*Document extract*
+++
Should I Use A Pre-Workout? A Guide To Using Pre-Workouts.

Getting back into shape is hard! And making gains is hard. In fact, nothing about working out is easy if you ask us.

Plus, it doesn’t help that information regarding working out/gym culture/fitness is often very confusing and contradictory.

So, we’re here to set the record straight regarding pre-workout drinks and supplements.

What is a pre-workout?

As you can see from a quick search online, pre-workouts are very popular in the workout culture today.

But don’t feel like you need to use one in order to enjoy a good workout… making the decision to try a pre-workout supplement (or a few different ones) is entirely based on your goals, and what you feel comfortable using.

So, what are they?

Pre-workout supplements are formulas that claim to boost energy and improve athletic performance through a number of optimisations. Usually, they’re a powder that is mixed with water and consumed as a drink a few minutes before your workout, but some come in pill form, as well.
+++
*Given information*
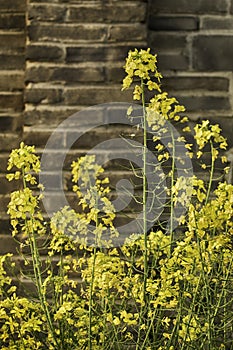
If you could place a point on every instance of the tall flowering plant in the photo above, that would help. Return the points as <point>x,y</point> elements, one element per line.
<point>169,287</point>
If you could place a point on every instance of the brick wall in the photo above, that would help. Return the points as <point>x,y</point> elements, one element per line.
<point>75,54</point>
<point>12,68</point>
<point>69,54</point>
<point>194,42</point>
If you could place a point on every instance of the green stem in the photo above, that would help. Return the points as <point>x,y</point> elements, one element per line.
<point>143,309</point>
<point>37,272</point>
<point>211,173</point>
<point>172,184</point>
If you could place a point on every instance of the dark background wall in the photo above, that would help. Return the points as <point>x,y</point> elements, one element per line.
<point>194,42</point>
<point>57,57</point>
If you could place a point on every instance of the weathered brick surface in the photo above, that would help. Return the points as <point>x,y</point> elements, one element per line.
<point>173,23</point>
<point>186,6</point>
<point>12,21</point>
<point>74,54</point>
<point>213,52</point>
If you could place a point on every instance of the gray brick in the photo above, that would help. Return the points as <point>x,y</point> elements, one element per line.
<point>202,103</point>
<point>65,74</point>
<point>11,81</point>
<point>193,83</point>
<point>12,101</point>
<point>90,95</point>
<point>186,6</point>
<point>12,40</point>
<point>46,13</point>
<point>177,61</point>
<point>12,21</point>
<point>10,123</point>
<point>108,13</point>
<point>213,53</point>
<point>115,73</point>
<point>133,32</point>
<point>11,62</point>
<point>173,23</point>
<point>97,53</point>
<point>13,5</point>
<point>66,33</point>
<point>44,53</point>
<point>164,41</point>
<point>37,95</point>
<point>217,23</point>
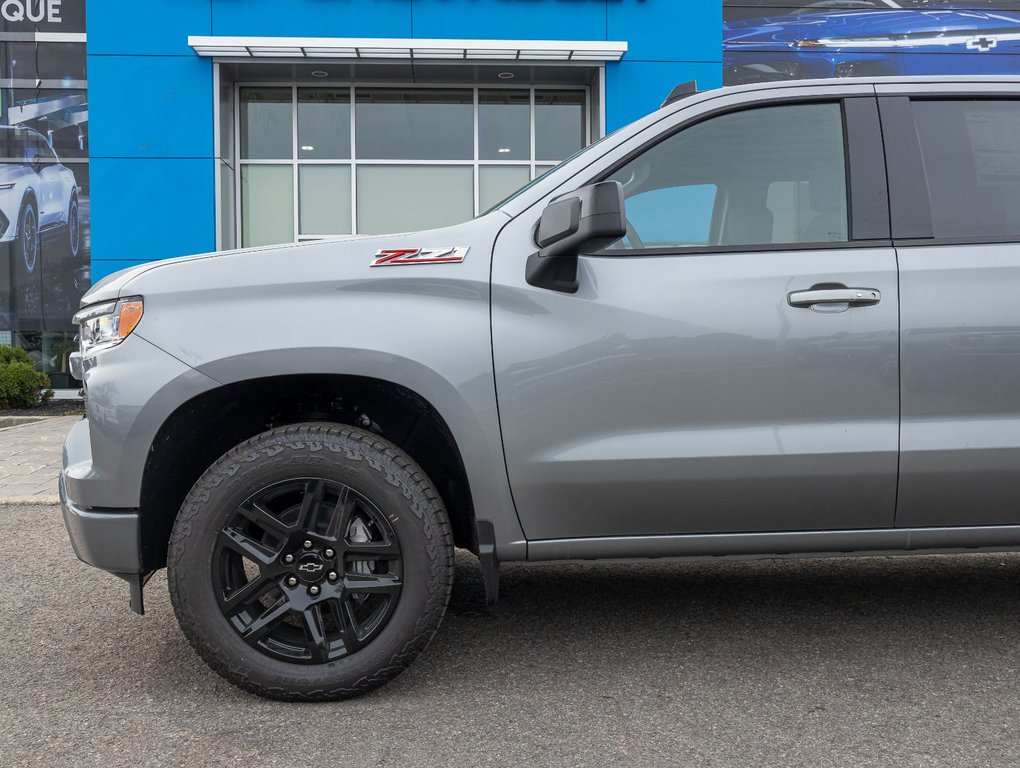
+++
*Work instructions*
Write the next part of the guide on pre-workout supplements, starting right after its last sentence.

*Written answer*
They tend to contain amino acids, B vitamins, caffeine, creatine, and artificial sweeteners (no carbs), however, ingredients and quantities vary widely depending on the claims and brand.

How do pre-workouts improve performance?

While it’s entirely up to you whether you choose to consume a pre-workout before your scheduled activity, it is true that some of the ingredients do improve athletic performance. 

A number of ingredients commonly found in pre-workouts have been known to improve athletic performance including: 

  1. Nitric oxide precursors - commonly found in pump pre workouts
  2. Caffeine - commonly found in energy based pre workouts.
  3. Creatine

Nitric oxide is naturally produced by your body to improve blood flow by relaxing the blood vessels. By including compounds your body uses to make nitric oxide in pre-workouts, the idea is that they will boost oxygen/nutrient transport to the muscles during your workout and enhance athletic performance.

Some of these compounds include L-arginine, L-citrulline, and beetroot juice. More conclusive research is required for the effect on the larger population.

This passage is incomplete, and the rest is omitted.